**WORK TO BE COMPLETED**. Starting with the line with "For the trial run, indicate each instance of the ear" in the entries below and going on through the line with "x=634 y=303", output every line exactly and nothing more. No pictures.

_ _ _ _ _ _ _

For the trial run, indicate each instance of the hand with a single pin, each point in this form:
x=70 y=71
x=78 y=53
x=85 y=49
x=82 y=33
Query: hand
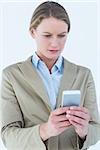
x=56 y=124
x=79 y=117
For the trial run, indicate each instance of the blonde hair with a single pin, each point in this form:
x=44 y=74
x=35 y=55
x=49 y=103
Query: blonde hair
x=46 y=10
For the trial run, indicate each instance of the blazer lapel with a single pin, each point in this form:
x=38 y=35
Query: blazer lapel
x=35 y=81
x=68 y=78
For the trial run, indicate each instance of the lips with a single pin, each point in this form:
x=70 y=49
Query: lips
x=53 y=50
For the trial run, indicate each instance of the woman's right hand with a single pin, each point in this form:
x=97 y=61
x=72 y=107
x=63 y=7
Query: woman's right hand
x=56 y=124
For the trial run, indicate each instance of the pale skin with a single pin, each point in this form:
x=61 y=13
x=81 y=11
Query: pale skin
x=50 y=36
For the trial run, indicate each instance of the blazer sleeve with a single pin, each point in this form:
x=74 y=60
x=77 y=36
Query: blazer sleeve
x=94 y=125
x=13 y=133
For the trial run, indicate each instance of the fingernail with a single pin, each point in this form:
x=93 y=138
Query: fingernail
x=67 y=116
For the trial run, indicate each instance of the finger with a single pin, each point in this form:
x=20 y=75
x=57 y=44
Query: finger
x=60 y=111
x=63 y=124
x=59 y=118
x=79 y=114
x=78 y=120
x=79 y=108
x=76 y=126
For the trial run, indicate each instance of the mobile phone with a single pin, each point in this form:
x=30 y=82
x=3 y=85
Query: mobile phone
x=71 y=98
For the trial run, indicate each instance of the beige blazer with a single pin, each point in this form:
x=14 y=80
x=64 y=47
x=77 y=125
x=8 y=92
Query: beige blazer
x=25 y=105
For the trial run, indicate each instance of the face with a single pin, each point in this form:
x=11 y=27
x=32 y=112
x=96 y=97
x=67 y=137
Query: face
x=50 y=36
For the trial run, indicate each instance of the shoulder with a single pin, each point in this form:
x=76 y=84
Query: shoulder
x=78 y=68
x=13 y=68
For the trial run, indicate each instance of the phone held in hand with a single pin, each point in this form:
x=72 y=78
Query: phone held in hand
x=71 y=98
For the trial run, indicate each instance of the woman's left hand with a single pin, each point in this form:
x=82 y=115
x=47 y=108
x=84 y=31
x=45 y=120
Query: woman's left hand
x=79 y=117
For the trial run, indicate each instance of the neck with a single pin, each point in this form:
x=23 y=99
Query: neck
x=49 y=62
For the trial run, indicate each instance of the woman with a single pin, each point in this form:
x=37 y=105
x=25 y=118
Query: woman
x=32 y=118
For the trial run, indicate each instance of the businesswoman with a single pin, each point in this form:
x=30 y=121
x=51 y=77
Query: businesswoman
x=31 y=95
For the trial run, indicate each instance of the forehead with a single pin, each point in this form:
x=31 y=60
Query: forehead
x=52 y=24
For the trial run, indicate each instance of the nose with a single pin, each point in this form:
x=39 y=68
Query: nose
x=54 y=42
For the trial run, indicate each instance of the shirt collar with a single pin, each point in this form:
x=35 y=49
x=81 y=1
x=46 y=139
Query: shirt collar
x=35 y=59
x=58 y=65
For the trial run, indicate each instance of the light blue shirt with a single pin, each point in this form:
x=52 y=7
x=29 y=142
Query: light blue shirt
x=51 y=81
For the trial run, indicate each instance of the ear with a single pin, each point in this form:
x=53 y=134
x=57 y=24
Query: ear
x=32 y=32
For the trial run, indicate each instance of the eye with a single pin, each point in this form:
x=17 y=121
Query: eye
x=61 y=35
x=48 y=35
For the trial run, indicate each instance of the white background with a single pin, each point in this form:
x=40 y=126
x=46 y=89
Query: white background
x=82 y=46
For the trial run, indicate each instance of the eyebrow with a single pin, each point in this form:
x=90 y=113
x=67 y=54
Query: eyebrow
x=58 y=34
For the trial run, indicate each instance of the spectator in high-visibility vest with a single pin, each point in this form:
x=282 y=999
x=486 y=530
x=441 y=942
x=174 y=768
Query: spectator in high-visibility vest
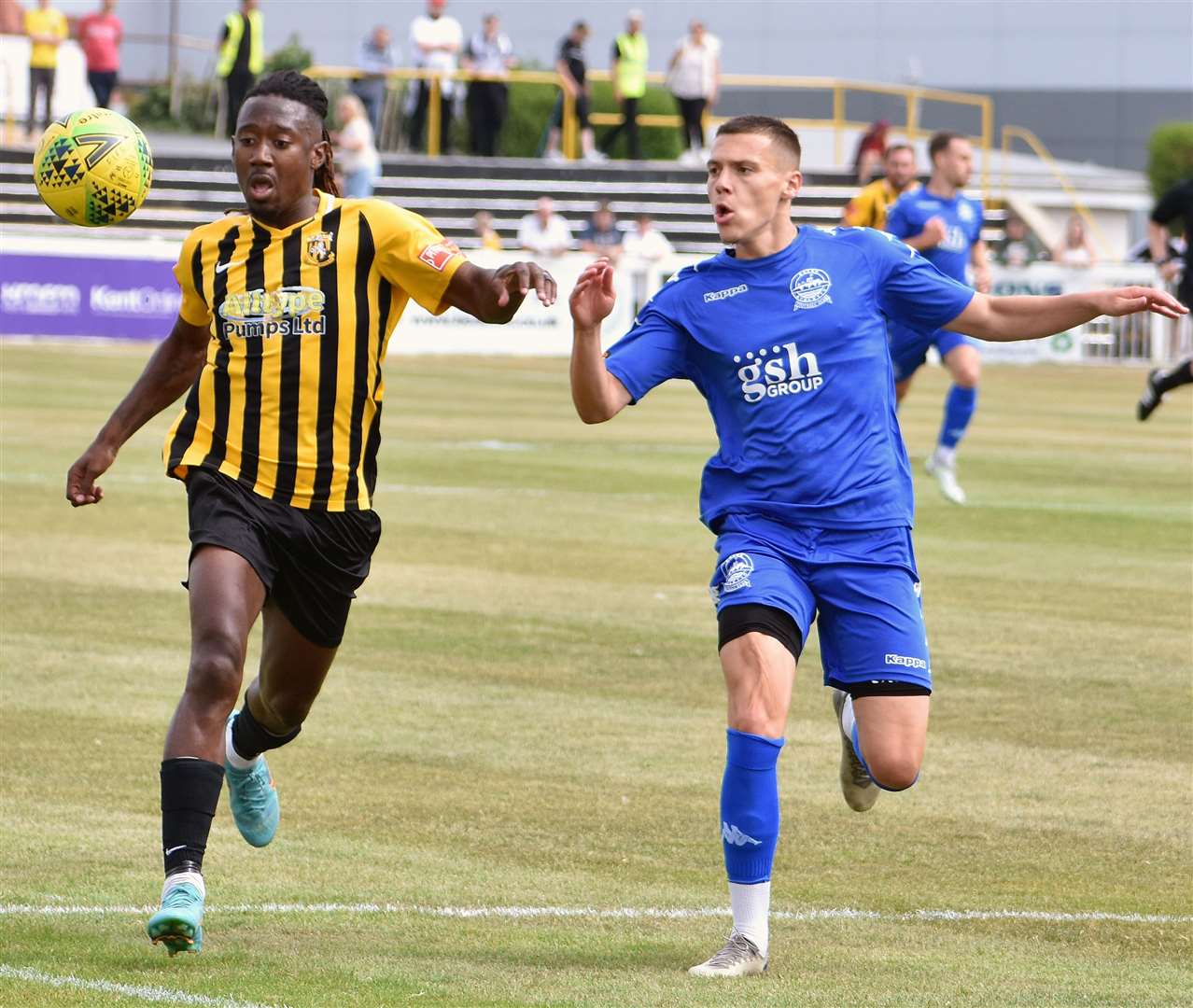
x=241 y=56
x=629 y=74
x=46 y=29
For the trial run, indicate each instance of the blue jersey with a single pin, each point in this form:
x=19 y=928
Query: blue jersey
x=790 y=353
x=961 y=216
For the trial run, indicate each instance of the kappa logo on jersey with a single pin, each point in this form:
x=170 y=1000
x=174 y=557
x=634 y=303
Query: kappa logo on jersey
x=786 y=372
x=732 y=834
x=735 y=570
x=810 y=288
x=439 y=254
x=710 y=296
x=262 y=314
x=318 y=249
x=906 y=662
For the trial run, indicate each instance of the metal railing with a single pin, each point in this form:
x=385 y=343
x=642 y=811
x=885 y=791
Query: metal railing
x=914 y=99
x=1008 y=135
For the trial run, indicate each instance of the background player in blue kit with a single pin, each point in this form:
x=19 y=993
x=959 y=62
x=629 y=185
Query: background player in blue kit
x=810 y=489
x=945 y=227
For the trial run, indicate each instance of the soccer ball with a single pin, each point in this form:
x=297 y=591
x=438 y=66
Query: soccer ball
x=93 y=167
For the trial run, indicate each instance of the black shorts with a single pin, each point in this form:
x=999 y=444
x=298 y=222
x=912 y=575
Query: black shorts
x=310 y=562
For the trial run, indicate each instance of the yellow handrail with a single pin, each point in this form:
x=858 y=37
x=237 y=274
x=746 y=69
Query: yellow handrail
x=913 y=97
x=1038 y=148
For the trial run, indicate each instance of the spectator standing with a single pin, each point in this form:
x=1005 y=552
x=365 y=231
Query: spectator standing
x=601 y=235
x=544 y=231
x=489 y=52
x=47 y=29
x=571 y=68
x=100 y=35
x=241 y=57
x=871 y=148
x=356 y=151
x=1019 y=245
x=695 y=78
x=1076 y=248
x=646 y=252
x=869 y=208
x=376 y=57
x=12 y=18
x=436 y=43
x=484 y=230
x=629 y=73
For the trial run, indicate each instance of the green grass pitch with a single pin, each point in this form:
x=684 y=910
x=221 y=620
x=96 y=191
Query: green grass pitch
x=527 y=712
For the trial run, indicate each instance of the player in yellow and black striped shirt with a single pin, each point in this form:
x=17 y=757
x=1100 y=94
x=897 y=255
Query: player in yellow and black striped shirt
x=286 y=315
x=869 y=208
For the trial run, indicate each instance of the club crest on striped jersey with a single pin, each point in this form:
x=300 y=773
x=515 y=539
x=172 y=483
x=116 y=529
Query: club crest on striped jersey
x=318 y=251
x=439 y=254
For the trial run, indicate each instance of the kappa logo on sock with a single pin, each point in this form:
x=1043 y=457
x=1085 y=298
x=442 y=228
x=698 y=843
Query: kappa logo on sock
x=732 y=834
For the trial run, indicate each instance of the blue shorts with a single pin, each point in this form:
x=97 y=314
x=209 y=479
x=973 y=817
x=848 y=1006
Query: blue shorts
x=909 y=348
x=863 y=586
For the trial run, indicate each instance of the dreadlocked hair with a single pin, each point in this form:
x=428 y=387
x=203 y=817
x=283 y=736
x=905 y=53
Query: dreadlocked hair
x=301 y=89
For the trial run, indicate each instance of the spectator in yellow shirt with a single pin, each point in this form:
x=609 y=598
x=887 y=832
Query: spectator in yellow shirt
x=867 y=209
x=46 y=29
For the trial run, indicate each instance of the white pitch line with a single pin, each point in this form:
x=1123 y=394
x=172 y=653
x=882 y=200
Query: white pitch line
x=618 y=913
x=159 y=995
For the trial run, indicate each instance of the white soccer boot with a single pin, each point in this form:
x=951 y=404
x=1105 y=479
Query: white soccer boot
x=738 y=958
x=858 y=788
x=947 y=479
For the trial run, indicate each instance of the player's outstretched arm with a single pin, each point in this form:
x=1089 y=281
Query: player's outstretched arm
x=597 y=395
x=497 y=295
x=1026 y=317
x=170 y=372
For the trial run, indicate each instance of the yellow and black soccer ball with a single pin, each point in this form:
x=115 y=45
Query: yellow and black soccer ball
x=93 y=167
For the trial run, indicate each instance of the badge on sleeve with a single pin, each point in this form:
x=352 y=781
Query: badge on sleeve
x=439 y=254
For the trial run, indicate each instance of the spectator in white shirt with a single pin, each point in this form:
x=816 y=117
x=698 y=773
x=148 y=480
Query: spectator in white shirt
x=695 y=78
x=646 y=252
x=489 y=52
x=544 y=231
x=436 y=42
x=356 y=153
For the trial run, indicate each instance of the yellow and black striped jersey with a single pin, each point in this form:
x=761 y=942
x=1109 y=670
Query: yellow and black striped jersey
x=288 y=399
x=869 y=208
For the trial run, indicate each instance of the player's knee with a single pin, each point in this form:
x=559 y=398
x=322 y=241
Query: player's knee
x=966 y=373
x=893 y=772
x=215 y=674
x=284 y=710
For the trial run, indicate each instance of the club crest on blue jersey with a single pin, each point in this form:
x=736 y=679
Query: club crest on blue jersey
x=810 y=288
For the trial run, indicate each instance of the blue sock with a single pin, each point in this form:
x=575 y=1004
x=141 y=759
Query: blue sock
x=750 y=806
x=960 y=406
x=857 y=749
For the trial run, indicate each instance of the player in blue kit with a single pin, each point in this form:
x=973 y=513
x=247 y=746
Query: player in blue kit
x=810 y=492
x=945 y=227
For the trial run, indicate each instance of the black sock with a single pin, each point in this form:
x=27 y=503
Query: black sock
x=249 y=738
x=1178 y=374
x=189 y=792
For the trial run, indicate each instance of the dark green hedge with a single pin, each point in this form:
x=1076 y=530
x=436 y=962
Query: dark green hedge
x=1170 y=157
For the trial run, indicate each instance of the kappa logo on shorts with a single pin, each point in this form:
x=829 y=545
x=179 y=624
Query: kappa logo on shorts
x=439 y=254
x=737 y=570
x=906 y=662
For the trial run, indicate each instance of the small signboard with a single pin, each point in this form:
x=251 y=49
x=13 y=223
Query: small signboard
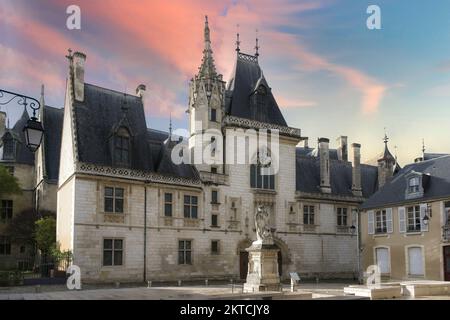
x=294 y=276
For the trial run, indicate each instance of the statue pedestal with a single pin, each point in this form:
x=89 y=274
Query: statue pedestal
x=262 y=268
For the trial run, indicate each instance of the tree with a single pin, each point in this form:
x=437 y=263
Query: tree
x=22 y=227
x=46 y=234
x=9 y=184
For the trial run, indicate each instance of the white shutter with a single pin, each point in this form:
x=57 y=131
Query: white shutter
x=423 y=212
x=401 y=220
x=389 y=225
x=370 y=222
x=382 y=255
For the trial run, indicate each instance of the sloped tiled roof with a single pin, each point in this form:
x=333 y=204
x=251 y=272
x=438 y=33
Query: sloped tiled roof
x=393 y=192
x=246 y=77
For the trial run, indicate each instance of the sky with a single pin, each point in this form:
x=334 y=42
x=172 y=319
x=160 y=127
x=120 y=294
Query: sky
x=329 y=73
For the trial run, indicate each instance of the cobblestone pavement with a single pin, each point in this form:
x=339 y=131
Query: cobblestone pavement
x=93 y=292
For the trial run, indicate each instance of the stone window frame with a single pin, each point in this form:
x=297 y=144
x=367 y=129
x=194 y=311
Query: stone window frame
x=191 y=205
x=122 y=134
x=340 y=216
x=416 y=218
x=314 y=214
x=185 y=251
x=383 y=222
x=113 y=250
x=5 y=246
x=217 y=252
x=114 y=198
x=166 y=203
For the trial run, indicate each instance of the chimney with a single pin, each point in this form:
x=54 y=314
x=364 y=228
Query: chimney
x=342 y=148
x=140 y=90
x=79 y=60
x=324 y=156
x=2 y=123
x=356 y=170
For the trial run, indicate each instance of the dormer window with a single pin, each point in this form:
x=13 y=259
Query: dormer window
x=261 y=97
x=413 y=185
x=122 y=147
x=9 y=148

_ _ _ _ _ _ _

**RESPONSE TO THE TASK**.
For the trial run, indicate each instance of the ear with a single pin, each point in this form:
x=53 y=134
x=57 y=24
Query: ear
x=32 y=32
For the trial run, indicate each instance of the eye with a single pin, each point in this form:
x=17 y=121
Query: eye
x=61 y=35
x=48 y=35
For the trial run, indicate each instance of the white background with a single pin, each point in this form:
x=40 y=126
x=46 y=89
Query: white background
x=82 y=46
For the trial run, indicate each instance of the eyebrow with a single pin, each point in this form:
x=90 y=113
x=67 y=54
Query: eyebrow
x=58 y=34
For the trial run, indicate each instance of the spectator in high-visibility vest with a single pin, each point in this form:
x=282 y=999
x=486 y=530
x=441 y=942
x=174 y=768
Query: spectator in high-visibility vest
x=241 y=56
x=629 y=74
x=46 y=29
For the trial run, indicate each instance of the blue jersey with a single pin, each point in this form:
x=19 y=928
Query: blue jersey
x=790 y=353
x=961 y=216
For the trial run, indicate each instance of the kappa logo on jersey with a single pin, each point in this form:
x=170 y=1000
x=174 y=557
x=634 y=303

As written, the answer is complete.